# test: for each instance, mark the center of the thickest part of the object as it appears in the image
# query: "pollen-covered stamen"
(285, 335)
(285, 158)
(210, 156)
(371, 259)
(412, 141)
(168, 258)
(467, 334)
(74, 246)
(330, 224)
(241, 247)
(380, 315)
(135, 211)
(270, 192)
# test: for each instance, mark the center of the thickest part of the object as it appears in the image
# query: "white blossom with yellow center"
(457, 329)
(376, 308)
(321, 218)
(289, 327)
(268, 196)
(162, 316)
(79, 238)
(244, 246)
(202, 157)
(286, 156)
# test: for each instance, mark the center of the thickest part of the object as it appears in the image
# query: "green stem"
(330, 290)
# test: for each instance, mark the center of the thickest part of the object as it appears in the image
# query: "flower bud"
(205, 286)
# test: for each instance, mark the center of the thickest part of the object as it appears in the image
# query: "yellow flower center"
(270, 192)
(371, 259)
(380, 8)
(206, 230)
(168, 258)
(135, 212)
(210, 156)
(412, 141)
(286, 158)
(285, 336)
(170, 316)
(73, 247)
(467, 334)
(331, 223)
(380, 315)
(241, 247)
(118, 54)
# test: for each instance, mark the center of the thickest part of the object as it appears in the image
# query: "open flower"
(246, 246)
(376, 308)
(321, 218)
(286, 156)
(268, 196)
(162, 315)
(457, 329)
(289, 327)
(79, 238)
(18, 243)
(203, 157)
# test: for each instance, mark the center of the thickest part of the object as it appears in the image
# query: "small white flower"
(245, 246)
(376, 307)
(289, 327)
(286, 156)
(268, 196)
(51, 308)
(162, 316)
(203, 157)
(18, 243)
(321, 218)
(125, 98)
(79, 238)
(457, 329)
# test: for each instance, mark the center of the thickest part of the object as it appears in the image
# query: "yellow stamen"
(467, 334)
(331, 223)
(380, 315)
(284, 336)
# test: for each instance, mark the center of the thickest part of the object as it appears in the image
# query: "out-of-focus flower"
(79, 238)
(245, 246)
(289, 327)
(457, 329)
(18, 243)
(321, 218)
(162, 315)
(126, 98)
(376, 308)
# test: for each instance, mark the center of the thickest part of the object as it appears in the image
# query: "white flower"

* **GIVEN TASK**
Write out the full listing exactly as given.

* **SOLUTION TO THIS PROBLEM**
# test: for each instance, mark the center of the thickest part of the object as it appears in the image
# query: "pollen-covered stamen"
(285, 335)
(285, 158)
(210, 156)
(371, 259)
(412, 141)
(168, 258)
(467, 334)
(74, 246)
(330, 224)
(241, 247)
(380, 315)
(135, 211)
(270, 192)
# test: for each instance, mark the center of the thickest part of the object as it appears in the image
# query: "white blossom with yellow center"
(457, 329)
(376, 308)
(321, 218)
(289, 327)
(268, 196)
(162, 316)
(79, 238)
(244, 246)
(202, 157)
(286, 156)
# test: for each instance, mark the center of the thickest part of the object as it appears in the image
# query: "green stem"
(330, 290)
# test: for each instance, mark the center of the thickest part of the object as it appears in the image
# query: "flower bud"
(205, 286)
# test: for each instance, mark the center of the thickest part of the object as it appears in the image
# query: "yellow flower center"
(270, 192)
(371, 259)
(380, 8)
(206, 230)
(168, 258)
(135, 212)
(210, 156)
(412, 141)
(286, 158)
(285, 336)
(170, 316)
(73, 247)
(467, 334)
(331, 223)
(380, 315)
(241, 247)
(118, 54)
# test: for each instance, mark the center of the thickest part of the object as it appears in the image
# query: "open flower"
(246, 246)
(376, 308)
(321, 218)
(286, 156)
(268, 196)
(162, 315)
(457, 329)
(289, 327)
(79, 238)
(18, 243)
(203, 157)
# test: for each instance, mark the center of the thickest part of the object as it appears in the image
# query: "small white flower"
(245, 246)
(376, 307)
(289, 327)
(286, 156)
(268, 196)
(51, 308)
(162, 316)
(203, 157)
(18, 243)
(321, 218)
(125, 98)
(79, 238)
(457, 329)
# test: for each instance, mark the center of the thickest part of the object as it appears in the image
# query: "yellow stamen"
(467, 334)
(331, 223)
(380, 315)
(284, 336)
# test: for each instance, mark the center of the thickest part of the object as it appears in the image
# query: "out-of-focus flower"
(79, 238)
(245, 246)
(289, 327)
(457, 329)
(18, 243)
(321, 218)
(162, 315)
(126, 98)
(376, 308)
# test: for each instance, mark the center of the thickest part of the object as it appears in the image
# query: "white flower"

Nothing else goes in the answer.